TASK INPUTS: Begin

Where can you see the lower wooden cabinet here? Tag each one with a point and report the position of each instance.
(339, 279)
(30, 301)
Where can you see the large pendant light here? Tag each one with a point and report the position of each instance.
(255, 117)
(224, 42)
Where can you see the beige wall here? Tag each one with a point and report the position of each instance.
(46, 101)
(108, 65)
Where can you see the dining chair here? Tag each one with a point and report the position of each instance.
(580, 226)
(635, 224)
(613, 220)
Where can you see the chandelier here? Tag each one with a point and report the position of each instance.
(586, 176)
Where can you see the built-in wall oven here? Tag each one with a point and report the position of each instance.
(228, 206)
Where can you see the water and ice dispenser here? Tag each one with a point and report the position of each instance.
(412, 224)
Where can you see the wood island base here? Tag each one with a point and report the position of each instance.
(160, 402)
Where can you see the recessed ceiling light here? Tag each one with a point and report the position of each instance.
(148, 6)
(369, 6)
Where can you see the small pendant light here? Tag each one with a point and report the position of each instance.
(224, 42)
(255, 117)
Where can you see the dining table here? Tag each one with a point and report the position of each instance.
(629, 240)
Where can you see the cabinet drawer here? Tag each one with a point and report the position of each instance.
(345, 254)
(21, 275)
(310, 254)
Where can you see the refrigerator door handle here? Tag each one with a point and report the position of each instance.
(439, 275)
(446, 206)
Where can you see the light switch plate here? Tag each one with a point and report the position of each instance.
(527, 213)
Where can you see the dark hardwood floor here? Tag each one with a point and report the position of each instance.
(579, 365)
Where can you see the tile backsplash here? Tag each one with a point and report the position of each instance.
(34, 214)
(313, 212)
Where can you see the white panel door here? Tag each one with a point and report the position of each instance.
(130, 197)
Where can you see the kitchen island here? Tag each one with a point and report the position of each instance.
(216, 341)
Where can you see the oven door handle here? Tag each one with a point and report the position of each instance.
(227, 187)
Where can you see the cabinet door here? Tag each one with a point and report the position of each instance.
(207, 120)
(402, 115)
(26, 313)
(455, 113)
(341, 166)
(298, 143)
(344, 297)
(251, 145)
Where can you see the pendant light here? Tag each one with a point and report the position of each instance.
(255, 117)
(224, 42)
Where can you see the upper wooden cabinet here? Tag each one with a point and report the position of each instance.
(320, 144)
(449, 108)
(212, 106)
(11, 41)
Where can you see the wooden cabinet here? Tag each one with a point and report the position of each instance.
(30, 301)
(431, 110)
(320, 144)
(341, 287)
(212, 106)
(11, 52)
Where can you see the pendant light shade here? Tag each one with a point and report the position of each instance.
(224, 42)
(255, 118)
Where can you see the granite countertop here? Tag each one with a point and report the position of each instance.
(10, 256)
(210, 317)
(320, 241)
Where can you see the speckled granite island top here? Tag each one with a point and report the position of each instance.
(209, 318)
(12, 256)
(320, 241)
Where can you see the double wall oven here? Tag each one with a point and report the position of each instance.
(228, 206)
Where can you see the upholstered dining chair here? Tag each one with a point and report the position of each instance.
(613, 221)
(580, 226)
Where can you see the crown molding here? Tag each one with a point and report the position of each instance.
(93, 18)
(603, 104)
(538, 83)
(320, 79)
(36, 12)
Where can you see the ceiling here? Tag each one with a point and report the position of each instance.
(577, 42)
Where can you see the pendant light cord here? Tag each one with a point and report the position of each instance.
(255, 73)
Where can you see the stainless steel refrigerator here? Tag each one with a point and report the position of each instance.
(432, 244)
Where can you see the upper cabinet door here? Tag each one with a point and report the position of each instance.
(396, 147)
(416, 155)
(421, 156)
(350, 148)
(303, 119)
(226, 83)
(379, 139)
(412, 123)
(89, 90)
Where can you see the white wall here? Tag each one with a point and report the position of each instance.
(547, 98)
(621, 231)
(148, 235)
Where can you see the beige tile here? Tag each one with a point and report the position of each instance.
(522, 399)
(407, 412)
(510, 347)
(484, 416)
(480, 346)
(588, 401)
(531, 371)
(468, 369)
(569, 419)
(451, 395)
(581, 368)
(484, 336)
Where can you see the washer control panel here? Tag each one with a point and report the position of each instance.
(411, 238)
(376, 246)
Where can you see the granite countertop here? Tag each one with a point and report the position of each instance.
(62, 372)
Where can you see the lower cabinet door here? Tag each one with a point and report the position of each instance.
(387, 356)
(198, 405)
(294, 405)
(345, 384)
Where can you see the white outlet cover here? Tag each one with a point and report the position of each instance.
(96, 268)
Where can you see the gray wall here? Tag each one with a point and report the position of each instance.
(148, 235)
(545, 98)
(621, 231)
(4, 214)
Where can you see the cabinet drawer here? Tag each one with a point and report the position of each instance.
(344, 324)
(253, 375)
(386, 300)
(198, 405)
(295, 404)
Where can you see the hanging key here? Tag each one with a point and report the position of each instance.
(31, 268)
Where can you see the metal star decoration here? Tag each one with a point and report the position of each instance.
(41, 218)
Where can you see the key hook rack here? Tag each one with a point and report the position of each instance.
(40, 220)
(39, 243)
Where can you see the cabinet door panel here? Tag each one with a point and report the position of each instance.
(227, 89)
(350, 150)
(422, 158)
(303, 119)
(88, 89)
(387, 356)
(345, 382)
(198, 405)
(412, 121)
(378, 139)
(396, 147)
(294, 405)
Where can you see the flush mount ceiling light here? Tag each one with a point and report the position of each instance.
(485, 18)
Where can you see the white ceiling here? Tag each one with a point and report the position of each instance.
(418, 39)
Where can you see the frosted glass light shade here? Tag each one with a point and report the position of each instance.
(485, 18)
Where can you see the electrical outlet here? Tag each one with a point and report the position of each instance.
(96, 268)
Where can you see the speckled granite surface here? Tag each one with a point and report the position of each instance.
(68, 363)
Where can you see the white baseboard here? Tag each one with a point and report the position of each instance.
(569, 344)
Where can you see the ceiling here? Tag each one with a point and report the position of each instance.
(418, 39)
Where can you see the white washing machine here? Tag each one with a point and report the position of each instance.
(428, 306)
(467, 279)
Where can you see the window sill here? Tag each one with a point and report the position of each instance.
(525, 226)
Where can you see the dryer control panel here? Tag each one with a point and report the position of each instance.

TASK INPUTS: End

■ EXERCISE OBJECTIVE: Reproduce every line of the data without changing a word.

■ SOLUTION TO THIS TASK:
Where can you see the lower wooden cabinet here? Tag each one with a point and report the position of each instance.
(339, 279)
(30, 301)
Where can you see the large pendant light here? Tag each one with a point and report the position of each instance.
(255, 117)
(224, 42)
Where can you see the beige wall here? Tag each one with a point and report the position of each instance.
(46, 101)
(108, 65)
Where can you see the dining chair here? Tag each one with a point and report the position of each instance.
(580, 226)
(635, 224)
(613, 220)
Where can you see the chandelier here? Tag each one with a point and report the position of each instance.
(586, 176)
Where can you see the built-in wall oven here? Tag each one with a point and report the position of each instance.
(228, 206)
Where can you see the water and ice dispenser here? Tag each one with a point and report the position of each instance.
(412, 224)
Where can you see the wood island base here? Tag each one with a point and report the position of each instance.
(160, 402)
Where can you see the recessed ceiling light here? Tag each one with a point and report the position of each instance.
(148, 6)
(369, 6)
Where can you see the small pendant light here? Tag each one with a point and report the position of each instance.
(224, 42)
(255, 117)
Where can you see the dining table here? Tag each one with a point and report the position of each instance.
(629, 240)
Where can you see the cabinet drawer here? Tag each one with a point and report the position of each instance.
(345, 254)
(21, 275)
(310, 254)
Where can you see the refrigerator door handle here? Tag each one with a point and report the position of each instance.
(439, 275)
(446, 206)
Where can you see the light switch plate here? Tag each one with a point and report the position of each instance.
(527, 213)
Where can you see the dark hardwood floor here? Tag each one with a point and report the position of each instance.
(579, 365)
Where can you see the tile backsplash here? Tag each one with a point and report the position of each instance.
(34, 214)
(313, 212)
Where can you see the white panel door here? Tag each one with a point and report the position of each instance.
(130, 197)
Where can you see the kitchen island here? Tag each one with a point and report the position of each instance.
(216, 341)
Where can you see the oven door handle here? Tag each one with a point and report the position of each instance.
(227, 187)
Where can you see the cabinet door here? Tag each one with a point and report the position of each instance.
(207, 120)
(402, 115)
(26, 313)
(455, 113)
(341, 166)
(298, 143)
(344, 297)
(251, 145)
Where can you see the pendant light here? Tag each one with a point and report the position of each instance.
(255, 117)
(224, 42)
Where can you see the upper wooden cabinet here? Tag each one with a point and report the position of each instance.
(320, 144)
(449, 108)
(212, 106)
(11, 41)
Where can you see the wooden cabinet here? Tag each one with a point and report the position of each instance.
(30, 301)
(431, 110)
(320, 144)
(341, 287)
(212, 106)
(11, 52)
Where can you see the pendant light shade here? Tag each one with a point and report the position of each instance.
(224, 42)
(255, 118)
Where can you see the granite countertop here? Tag each one with a point and report the position of each instance.
(10, 256)
(210, 317)
(320, 241)
Where can you see the speckled granite island top here? Tag each one with a point and report the position of each instance.
(209, 318)
(12, 256)
(320, 241)
Where can you see the double wall oven here? Tag each one with a point and report the position of each instance.
(228, 206)
Where can you see the upholstered dining chair here? Tag each one with a point and report the position of each instance.
(613, 221)
(580, 226)
Where can you see the crown molding here? Tag each one with a point and report the position of each instance.
(93, 18)
(603, 104)
(538, 83)
(320, 79)
(36, 12)
Where can you see the ceiling here? Tag each one with a point and report the position of each instance.
(577, 42)
Where can you see the pendant light cord here? Tag each one with a point and report the position of each instance.
(255, 73)
Where can you see the stainless steel refrigerator here? Tag each one with a point and report the position of each instance.
(432, 244)
Where can you see the upper cabinet door here? Tag each one with a point and report the position of each instance.
(396, 147)
(416, 155)
(421, 156)
(350, 148)
(303, 119)
(226, 83)
(379, 139)
(412, 123)
(89, 90)
Where can you see the white wall here? Tag each one with a point and report the position of each instance.
(547, 98)
(621, 231)
(148, 235)
Where can you see the beige tile here? Tag each one with a point and report the position of each instance.
(522, 399)
(407, 412)
(510, 347)
(484, 416)
(480, 346)
(588, 401)
(531, 371)
(468, 369)
(569, 419)
(451, 395)
(581, 368)
(484, 336)
Where can you see the washer control panel here? Tag each one with a point and report the position of each instance.
(411, 238)
(376, 246)
Where can you see the granite countertop here? Tag each one with a point and report the position of each instance.
(62, 372)
Where can you see the lower cabinet door here? Tag each one with a point and report the position of each instance.
(387, 356)
(198, 405)
(294, 405)
(345, 384)
Where can you see the white outlet cover here? Tag each one with a point and report the position of each instance.
(96, 268)
Where can you see the gray wall here? Tag each one with a point and report the position of each instance.
(148, 235)
(545, 98)
(621, 231)
(4, 214)
Where can you see the cabinet drawer here? Tag each one with a point and report the position of each instance.
(344, 324)
(253, 375)
(386, 300)
(198, 405)
(295, 404)
Where can you see the hanging key here? Tag each one with a point and report the position of each instance.
(31, 268)
Where can you see the metal star decoration here? Tag each one with a point and report the position of each instance.
(41, 218)
Where can you see the key hook rack here? Tag each one with a point and report the position of each instance.
(40, 220)
(39, 243)
Where can you see the cabinet door panel here? Tag each one with a point and report the position of each instance.
(227, 89)
(350, 150)
(422, 158)
(303, 119)
(88, 89)
(387, 356)
(345, 382)
(198, 405)
(412, 121)
(378, 139)
(396, 147)
(294, 405)
Where can you see the flush mount ceiling light here? Tag each one with a point and report the position of each instance.
(485, 18)
Where can you see the white ceiling here? Tag each one with a point and report the position of each instance.
(418, 39)
Where can you see the frosted glass light shade here? Tag each one with a point and report the position of each instance.
(485, 18)
Where can you see the electrical outlet here? Tag each one with a point and report the position of each instance.
(96, 268)
Where can you see the speckled granite surface here? Tag each one with a point and report the position of each instance.
(68, 363)
Where can you see the white baseboard here? Tag each one with a point and report the position of each instance.
(569, 344)
Where can you see the ceiling here? Tag each one with a point and report the position of each instance.
(418, 39)
Where can you see the white washing machine here? Tag each one with a point and report the position of each instance.
(428, 306)
(467, 279)
Where can you see the window sill here? Tag each one with a point and report the position of each instance.
(525, 226)
Where can you see the dryer control panel here? Tag each one with a point and report the position of each instance.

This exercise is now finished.